TEXT PASSAGE START

After the baghouse fire was extinguished, the mine’s owner, Gulf Resources, determined that the financial benefits of continuing to operate the crippled smelter were greater than the legal risks of spewing huge amounts of lead and other pollutants into the community. According to the Agency for Toxic Substances Disease Registry, a division within CDC, the smelter poured an average of 73 tons of lead each month into Smelterville and surrounding Kellogg neighborhoods from September 1973 until August 1974 when it was shut down.
Unsurprisingly, a 1976 study conducted by the Idaho Department of Health and Welfare in the months following the fire found that 99 percent of Smelterville children had blood lead levels at or above the CDC’s level of concern at the time. These were among the highest blood levels ever recorded.
Armed at the time with limited authorities, health and environmental agencies scrambled to stop dangerous waste and pollution management practices and simultaneously reduce kids’ exposures to lead soil and dust. The work had near immediate impacts: By 1981 only 19 percent of Smelterville children tested had blood lead levels that exceeded that era’s national average.
Despite effective work combatting the acute crisis in Smelterville and Kellogg, annual flooding events, development, ongoing mine and smelting operations, and even mine closures continued to inject more pollution into communities throughout the Silver Valley, repeatedly exposing children to dangerous levels of lead.

TEXT PASSAGE END

#### DIRECTIONS:
1. Decide whether each statement below agrees with the text on lead pollution in Smelterville. Answer yes or no for each, and quote the words of the text that decide it.
(a) The smelter released an average of 73 tons of lead per month between September 1973 and August 1974.
(b) The 1976 blood lead study was carried out by the CDC.
(c) In 1981, 19 percent of the Smelterville children tested had blood lead levels above the national average of that time.
2. Print the stretch of the text on lead pollution in Smelterville from "Unsurprisingly, a 1976" through "era’s national average.".

SOURCE INFORMATION START

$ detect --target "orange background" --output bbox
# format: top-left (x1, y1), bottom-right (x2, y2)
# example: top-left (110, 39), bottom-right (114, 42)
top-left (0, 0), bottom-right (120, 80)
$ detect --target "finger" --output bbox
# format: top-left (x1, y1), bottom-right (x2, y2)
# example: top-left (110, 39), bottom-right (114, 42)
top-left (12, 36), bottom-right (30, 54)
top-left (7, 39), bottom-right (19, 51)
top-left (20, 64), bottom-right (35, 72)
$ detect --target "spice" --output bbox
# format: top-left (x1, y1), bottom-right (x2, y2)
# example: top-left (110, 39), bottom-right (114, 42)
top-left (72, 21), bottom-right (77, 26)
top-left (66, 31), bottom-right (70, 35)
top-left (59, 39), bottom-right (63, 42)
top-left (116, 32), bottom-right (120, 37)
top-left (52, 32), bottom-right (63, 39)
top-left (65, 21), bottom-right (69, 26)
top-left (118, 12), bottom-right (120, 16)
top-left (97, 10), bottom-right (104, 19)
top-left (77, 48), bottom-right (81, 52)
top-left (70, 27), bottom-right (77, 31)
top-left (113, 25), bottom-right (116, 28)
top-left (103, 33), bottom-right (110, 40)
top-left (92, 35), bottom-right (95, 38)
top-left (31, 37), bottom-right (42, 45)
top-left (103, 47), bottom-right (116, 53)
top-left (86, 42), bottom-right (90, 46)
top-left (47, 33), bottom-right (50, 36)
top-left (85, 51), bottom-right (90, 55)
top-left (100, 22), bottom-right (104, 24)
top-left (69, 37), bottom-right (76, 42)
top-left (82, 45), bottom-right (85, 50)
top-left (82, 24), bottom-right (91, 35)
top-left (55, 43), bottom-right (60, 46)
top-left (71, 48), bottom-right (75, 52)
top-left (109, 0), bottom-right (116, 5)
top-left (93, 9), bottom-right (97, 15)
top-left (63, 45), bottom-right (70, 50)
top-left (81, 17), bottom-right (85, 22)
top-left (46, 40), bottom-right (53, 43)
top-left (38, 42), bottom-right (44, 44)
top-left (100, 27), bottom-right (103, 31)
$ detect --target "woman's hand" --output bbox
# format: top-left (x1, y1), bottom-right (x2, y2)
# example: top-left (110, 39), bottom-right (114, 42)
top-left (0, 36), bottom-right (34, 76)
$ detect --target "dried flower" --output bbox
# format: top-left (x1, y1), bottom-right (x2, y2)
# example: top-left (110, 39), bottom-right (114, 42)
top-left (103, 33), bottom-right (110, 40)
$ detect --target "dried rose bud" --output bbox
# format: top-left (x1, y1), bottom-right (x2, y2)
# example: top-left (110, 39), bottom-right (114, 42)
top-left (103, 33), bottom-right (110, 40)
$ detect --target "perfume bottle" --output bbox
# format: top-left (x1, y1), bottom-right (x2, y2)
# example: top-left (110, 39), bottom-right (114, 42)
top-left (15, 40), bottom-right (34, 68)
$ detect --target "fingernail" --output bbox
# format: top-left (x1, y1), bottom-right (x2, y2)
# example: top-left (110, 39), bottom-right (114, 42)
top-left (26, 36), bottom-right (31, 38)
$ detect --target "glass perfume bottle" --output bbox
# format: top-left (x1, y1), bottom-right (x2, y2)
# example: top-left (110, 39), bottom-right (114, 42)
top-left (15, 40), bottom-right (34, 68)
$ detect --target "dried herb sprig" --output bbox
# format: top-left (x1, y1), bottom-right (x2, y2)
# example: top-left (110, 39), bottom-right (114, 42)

SOURCE INFORMATION END

#### ANSWERS FOR THE EXERCISE:
1.
(a) Yes: "the smelter poured an average of 73 tons of lead each month into Smelterville and surrounding Kellogg neighborhoods from September 1973 until August 1974"
(b) No: "a 1976 study conducted by the Idaho Department of Health and Welfare"
(c) Yes: "By 1981 only 19 percent of Smelterville children tested had blood lead levels that exceeded that era’s national average."

2.
Unsurprisingly, a 1976 study conducted by the Idaho Department of Health and Welfare in the months following the fire found that 99 percent of Smelterville children had blood lead levels at or above the CDC’s level of concern at the time. These were among the highest blood levels ever recorded.
Armed at the time with limited authorities, health and environmental agencies scrambled to stop dangerous waste and pollution management practices and simultaneously reduce kids’ exposures to lead soil and dust. The work had near immediate impacts: By 1981 only 19 percent of Smelterville children tested had blood lead levels that exceeded that era’s national average.